[What you will do]
1. In the article on cervical cancer screening in Namibia, how many registered nurses and medical officers were trained?
2. From the article on cervical cancer screening in Namibia, quote the stretch from "Spear made the" through "funding, said Spear.".

[Document passage]
○ ○ ○

Nearing epidemic control: ‘Delayed papsmear results can be deadly’ …especially in women with HIV
WINDHOEK- Cervical cancer is a major cause of mortality for women with HIV and although papsmear is widely available in the country, delayed results can be deadly for women with HIV, the United States of America President’s Emergency Plan for AIDS Relief (Pepfar) country director, Carey Spear says.
“For decreasing morbidity and mortality, cervical cancer screening is a critical part of care and treatment for all HIV-positive women,” she remarked recently.
Spear made the remarks while explaining on the Visual Inspection with Acetic Acid (VIA), which is a cervical cancer screening technique that allows for the same-day detection of pre-cancerous lesions and in some cases, same-day treatment.
She spoke during the Pepfar announcement of funding to Namibia revealing that the U.S government has committed N$1.2 billion for HIV programmes in Namibia. In order to screen as many women as possible for cervical cancer, seven centres are already fully equipped and trained to provide ‘screen and treat’ services thanks to Pepfar funding, said Spear.
More equipment were procured for 17 more centres, she further revealed. “Three new treatment centers were established and there are plans to establish seven more by the end of September 2019,” Spear said.
Additionally, 41 registered nurses and nine medical officers were trained.
Spear also noted that HIV remains the number of cause of death among Namibian adults for over a decade. Nearly 4000 Namibians will die from HIV in 2019, she further cited available statistics.
“By September 2019, nearly 204 000 people living with HIV would be on antiretroviral treatment,” said Spear.
Also, 12.6 percent of the adult population are living with HIV in Namibia. Additionally, 35.5 percent of people living with HIV have tuberculosis, she said. Hence, the programmes targeted at achieving epidemic control. Epidemic control is limiting the annual number of new infections in a country to less than the number of deaths among people living with HIV.
This basically means using information to help Namibia identify and test people who are most at risk of acquiring HIV, explained Spear.

○ ○ ○

[Data block]

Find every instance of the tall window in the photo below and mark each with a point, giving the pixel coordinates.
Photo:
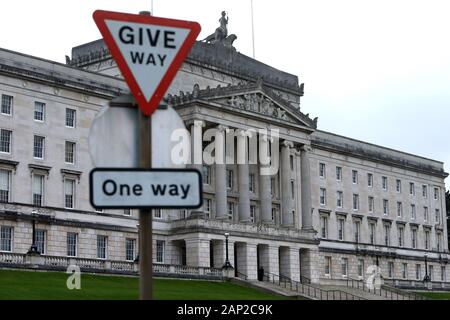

○ ○ ○

[Solutions per task]
1. 41 registered nurses and nine medical officers.

2.
Spear made the remarks while explaining on the Visual Inspection with Acetic Acid (VIA), which is a cervical cancer screening technique that allows for the same-day detection of pre-cancerous lesions and in some cases, same-day treatment.
She spoke during the Pepfar announcement of funding to Namibia revealing that the U.S government has committed N$1.2 billion for HIV programmes in Namibia. In order to screen as many women as possible for cervical cancer, seven centres are already fully equipped and trained to provide ‘screen and treat’ services thanks to Pepfar funding, said Spear.